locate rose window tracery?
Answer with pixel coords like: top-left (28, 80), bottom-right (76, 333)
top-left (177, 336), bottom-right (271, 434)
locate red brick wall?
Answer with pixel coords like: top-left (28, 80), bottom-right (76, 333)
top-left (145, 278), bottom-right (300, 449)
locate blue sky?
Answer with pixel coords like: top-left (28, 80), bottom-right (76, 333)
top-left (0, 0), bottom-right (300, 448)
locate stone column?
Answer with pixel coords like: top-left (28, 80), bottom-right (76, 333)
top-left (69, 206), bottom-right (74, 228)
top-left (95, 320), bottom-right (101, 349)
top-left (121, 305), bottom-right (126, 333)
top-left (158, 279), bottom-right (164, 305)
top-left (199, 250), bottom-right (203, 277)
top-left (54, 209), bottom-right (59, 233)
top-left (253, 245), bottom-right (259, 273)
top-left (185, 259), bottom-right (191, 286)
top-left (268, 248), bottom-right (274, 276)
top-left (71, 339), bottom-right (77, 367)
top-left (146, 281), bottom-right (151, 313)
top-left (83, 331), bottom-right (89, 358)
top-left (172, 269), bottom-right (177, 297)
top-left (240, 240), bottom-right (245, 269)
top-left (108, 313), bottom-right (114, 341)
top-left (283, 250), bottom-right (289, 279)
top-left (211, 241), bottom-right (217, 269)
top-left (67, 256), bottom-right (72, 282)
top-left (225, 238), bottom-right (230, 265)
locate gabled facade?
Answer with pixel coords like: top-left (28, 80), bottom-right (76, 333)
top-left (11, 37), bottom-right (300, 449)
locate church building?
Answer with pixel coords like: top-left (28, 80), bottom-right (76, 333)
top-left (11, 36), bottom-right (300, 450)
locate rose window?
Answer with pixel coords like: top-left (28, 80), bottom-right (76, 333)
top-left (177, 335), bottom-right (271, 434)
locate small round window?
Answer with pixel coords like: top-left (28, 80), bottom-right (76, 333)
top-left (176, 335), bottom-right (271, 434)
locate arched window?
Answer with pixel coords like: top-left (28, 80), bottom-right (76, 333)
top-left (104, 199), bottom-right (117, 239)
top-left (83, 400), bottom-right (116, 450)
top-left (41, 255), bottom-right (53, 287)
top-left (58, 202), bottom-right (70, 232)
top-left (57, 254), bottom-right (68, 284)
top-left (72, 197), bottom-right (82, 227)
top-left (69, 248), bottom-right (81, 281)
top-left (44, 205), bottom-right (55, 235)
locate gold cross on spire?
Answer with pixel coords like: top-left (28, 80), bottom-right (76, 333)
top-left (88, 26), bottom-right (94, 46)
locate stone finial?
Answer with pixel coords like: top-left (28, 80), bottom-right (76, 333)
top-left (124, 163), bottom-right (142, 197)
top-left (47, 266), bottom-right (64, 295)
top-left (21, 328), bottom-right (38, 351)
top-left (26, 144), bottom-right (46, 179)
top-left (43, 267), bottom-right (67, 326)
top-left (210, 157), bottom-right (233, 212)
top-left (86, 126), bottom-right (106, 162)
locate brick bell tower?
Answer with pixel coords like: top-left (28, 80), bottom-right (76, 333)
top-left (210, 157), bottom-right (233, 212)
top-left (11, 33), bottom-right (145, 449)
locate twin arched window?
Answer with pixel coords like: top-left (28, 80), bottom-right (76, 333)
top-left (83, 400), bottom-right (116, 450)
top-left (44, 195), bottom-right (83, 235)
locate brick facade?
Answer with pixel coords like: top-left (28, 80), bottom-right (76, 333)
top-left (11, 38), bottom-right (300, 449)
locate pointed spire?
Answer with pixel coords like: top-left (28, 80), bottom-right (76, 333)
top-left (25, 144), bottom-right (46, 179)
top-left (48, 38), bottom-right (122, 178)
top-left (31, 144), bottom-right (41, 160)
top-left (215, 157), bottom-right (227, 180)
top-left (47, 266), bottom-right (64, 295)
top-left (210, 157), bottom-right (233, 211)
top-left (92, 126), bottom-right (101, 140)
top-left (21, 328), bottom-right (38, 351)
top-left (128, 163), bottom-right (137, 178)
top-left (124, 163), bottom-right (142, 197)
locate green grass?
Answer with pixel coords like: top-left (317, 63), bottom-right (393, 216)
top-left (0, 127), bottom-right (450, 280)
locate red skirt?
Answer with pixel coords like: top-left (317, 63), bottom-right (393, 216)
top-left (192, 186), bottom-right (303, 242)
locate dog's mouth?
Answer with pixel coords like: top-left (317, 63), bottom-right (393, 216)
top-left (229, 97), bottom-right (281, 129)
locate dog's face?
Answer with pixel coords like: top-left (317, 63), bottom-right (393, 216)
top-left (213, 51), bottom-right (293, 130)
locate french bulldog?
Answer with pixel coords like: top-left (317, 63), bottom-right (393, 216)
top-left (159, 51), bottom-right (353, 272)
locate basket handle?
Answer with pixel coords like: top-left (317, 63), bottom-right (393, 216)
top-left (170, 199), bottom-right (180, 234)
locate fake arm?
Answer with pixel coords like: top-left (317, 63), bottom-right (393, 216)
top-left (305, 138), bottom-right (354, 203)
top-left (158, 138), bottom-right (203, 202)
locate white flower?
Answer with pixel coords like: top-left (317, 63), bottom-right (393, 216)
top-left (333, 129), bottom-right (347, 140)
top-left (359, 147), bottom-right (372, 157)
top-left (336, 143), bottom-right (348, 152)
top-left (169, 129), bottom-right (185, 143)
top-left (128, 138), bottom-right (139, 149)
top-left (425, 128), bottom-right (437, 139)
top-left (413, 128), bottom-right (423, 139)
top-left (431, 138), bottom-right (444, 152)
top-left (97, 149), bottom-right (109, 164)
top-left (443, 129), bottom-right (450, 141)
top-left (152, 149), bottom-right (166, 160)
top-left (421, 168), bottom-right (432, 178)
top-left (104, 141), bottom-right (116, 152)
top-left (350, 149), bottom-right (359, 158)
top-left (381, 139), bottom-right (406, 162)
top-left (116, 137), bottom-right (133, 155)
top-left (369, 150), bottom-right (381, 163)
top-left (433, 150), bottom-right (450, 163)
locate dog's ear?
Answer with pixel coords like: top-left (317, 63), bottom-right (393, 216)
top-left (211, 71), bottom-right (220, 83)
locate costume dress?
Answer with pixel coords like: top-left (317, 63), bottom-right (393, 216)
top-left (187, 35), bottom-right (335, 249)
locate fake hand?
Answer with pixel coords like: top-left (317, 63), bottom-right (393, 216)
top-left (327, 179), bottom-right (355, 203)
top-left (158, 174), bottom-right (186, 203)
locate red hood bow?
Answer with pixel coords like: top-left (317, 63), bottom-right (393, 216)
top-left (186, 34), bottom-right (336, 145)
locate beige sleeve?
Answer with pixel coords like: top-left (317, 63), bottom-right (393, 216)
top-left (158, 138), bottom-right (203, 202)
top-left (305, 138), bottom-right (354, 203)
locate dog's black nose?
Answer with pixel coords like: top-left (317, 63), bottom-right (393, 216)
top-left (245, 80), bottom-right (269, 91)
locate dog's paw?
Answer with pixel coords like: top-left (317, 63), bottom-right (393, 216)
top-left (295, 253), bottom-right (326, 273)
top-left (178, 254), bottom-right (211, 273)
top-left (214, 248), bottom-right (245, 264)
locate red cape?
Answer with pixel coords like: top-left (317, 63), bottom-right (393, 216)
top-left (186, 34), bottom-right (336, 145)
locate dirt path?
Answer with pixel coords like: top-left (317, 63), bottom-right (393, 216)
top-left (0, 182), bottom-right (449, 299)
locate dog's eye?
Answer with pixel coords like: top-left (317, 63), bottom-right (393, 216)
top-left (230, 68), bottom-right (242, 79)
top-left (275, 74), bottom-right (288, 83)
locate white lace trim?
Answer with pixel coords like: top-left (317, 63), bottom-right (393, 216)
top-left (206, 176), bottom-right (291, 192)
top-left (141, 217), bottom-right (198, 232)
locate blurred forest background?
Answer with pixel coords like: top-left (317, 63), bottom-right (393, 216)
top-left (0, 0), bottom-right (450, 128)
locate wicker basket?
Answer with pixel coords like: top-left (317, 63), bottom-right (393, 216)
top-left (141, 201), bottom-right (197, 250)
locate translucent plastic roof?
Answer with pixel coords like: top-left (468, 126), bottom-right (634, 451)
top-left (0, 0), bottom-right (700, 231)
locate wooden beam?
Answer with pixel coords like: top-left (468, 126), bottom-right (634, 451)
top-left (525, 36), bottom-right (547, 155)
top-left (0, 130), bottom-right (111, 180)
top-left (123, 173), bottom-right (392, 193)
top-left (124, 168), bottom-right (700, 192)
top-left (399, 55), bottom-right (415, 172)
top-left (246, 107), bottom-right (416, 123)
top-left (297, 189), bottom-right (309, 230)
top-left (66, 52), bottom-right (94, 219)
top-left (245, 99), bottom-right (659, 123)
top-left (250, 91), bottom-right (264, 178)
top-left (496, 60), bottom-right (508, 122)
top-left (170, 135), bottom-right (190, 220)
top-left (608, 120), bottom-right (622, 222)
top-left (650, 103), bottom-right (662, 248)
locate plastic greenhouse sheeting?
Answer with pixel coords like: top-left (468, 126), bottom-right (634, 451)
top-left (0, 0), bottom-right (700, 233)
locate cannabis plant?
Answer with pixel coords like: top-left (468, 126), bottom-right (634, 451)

★ ★ ★ ★

## What the exercise asks:
In the part of the items that opens with the line containing "locate gold cross on spire?" and closes with the line containing "top-left (86, 126), bottom-right (106, 162)", swap "finial" for "pinnacle". Return only those lines, with nothing else changed.

## Solution to this task:
locate gold cross on spire?
Answer with pixel coords like: top-left (28, 80), bottom-right (76, 333)
top-left (88, 26), bottom-right (94, 46)
locate stone pinnacle?
Answer with pixel coords like: top-left (28, 80), bottom-right (76, 333)
top-left (124, 163), bottom-right (142, 197)
top-left (47, 266), bottom-right (64, 295)
top-left (21, 328), bottom-right (38, 351)
top-left (26, 144), bottom-right (46, 179)
top-left (43, 267), bottom-right (67, 326)
top-left (210, 157), bottom-right (233, 212)
top-left (86, 126), bottom-right (106, 162)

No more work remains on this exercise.